§ **WORKING DATA**:
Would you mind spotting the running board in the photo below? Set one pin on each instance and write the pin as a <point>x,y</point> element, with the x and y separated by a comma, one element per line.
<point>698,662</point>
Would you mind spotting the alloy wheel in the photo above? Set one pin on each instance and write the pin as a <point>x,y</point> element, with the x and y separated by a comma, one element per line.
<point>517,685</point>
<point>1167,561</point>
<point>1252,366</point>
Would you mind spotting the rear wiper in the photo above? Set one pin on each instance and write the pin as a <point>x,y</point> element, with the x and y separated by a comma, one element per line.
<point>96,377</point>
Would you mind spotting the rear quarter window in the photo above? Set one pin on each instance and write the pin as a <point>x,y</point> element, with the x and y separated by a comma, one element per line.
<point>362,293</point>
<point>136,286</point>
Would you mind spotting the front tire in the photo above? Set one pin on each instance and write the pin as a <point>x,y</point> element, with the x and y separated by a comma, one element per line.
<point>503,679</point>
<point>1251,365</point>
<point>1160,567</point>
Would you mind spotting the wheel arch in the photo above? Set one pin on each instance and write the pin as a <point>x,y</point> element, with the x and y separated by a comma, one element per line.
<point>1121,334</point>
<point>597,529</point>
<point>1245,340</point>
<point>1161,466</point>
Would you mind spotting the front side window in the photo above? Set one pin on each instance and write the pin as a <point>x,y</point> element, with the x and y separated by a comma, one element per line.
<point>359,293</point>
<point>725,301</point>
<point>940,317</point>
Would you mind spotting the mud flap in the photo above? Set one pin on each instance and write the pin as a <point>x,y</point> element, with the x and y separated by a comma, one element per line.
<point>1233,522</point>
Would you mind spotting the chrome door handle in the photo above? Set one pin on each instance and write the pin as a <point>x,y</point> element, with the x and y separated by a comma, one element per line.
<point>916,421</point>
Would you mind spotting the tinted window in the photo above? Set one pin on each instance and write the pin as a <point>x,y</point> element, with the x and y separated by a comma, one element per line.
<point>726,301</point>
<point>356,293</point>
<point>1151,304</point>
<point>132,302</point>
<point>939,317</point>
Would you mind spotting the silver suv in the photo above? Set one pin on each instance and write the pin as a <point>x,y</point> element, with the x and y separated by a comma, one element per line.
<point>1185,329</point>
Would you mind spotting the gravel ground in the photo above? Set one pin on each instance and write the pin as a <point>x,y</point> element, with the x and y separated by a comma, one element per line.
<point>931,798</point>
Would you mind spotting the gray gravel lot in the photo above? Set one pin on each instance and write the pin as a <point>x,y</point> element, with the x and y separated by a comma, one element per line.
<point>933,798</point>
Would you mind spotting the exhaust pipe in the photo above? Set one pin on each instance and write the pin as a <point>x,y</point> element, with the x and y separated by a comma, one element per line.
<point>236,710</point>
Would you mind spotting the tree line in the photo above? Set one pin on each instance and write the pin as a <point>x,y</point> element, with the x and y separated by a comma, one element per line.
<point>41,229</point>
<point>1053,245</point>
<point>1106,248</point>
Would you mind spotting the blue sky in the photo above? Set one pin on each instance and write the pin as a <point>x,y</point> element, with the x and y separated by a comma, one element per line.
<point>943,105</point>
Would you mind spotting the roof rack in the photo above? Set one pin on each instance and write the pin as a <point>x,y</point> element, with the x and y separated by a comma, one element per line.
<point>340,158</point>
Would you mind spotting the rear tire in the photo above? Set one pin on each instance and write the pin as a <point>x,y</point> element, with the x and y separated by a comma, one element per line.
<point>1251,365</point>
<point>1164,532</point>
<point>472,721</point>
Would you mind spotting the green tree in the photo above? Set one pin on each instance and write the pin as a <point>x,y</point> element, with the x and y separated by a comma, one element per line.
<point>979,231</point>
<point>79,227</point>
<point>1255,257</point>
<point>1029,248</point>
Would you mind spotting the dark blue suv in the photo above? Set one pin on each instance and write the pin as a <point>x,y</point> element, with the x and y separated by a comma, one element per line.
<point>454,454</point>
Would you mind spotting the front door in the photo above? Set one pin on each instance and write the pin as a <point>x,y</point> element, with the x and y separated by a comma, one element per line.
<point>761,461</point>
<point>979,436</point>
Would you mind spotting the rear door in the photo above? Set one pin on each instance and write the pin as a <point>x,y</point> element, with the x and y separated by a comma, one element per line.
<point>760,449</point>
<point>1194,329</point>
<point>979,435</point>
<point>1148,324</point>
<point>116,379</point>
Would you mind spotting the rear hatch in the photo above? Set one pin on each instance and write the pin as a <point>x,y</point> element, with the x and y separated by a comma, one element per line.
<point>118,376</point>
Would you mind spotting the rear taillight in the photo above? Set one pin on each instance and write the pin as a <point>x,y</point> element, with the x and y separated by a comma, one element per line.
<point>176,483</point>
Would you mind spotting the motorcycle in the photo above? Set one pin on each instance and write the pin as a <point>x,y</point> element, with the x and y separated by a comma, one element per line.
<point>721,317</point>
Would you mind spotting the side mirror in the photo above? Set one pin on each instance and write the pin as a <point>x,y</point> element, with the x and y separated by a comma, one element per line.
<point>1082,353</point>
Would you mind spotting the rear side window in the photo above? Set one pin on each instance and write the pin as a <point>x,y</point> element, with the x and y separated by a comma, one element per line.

§ **EXERCISE REQUIREMENTS**: Copy the lines above word for word, starting at the line containing "Would you mind spotting the green" and ending at the line containing "<point>79,227</point>", both included.

§ **WRITTEN ANSWER**:
Would you mind spotting the green tree in the photo above? Set one pin on each instance and write the pin as a <point>x,y</point> element, with the x and y separated by a comma, one element per line.
<point>979,231</point>
<point>79,227</point>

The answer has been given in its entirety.